◆ Working data
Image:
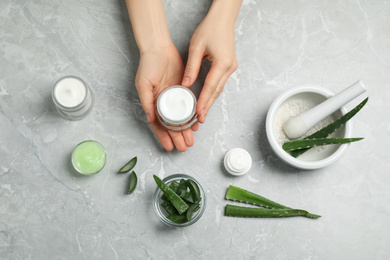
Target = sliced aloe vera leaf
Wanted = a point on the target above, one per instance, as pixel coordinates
(187, 197)
(182, 188)
(237, 194)
(331, 128)
(238, 211)
(195, 191)
(133, 182)
(169, 208)
(191, 210)
(174, 185)
(128, 166)
(178, 219)
(309, 143)
(175, 199)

◆ Task statement
Transcribe the whole listing exactly. Pictures stay out of your copy.

◆ Completed task
Image:
Target = sliced aloe vera leaf
Wanted = a point on the target above, one per instance, as pixel coordinates
(187, 197)
(182, 188)
(237, 194)
(331, 128)
(238, 211)
(195, 191)
(133, 182)
(169, 208)
(191, 210)
(174, 185)
(128, 166)
(178, 219)
(309, 143)
(175, 199)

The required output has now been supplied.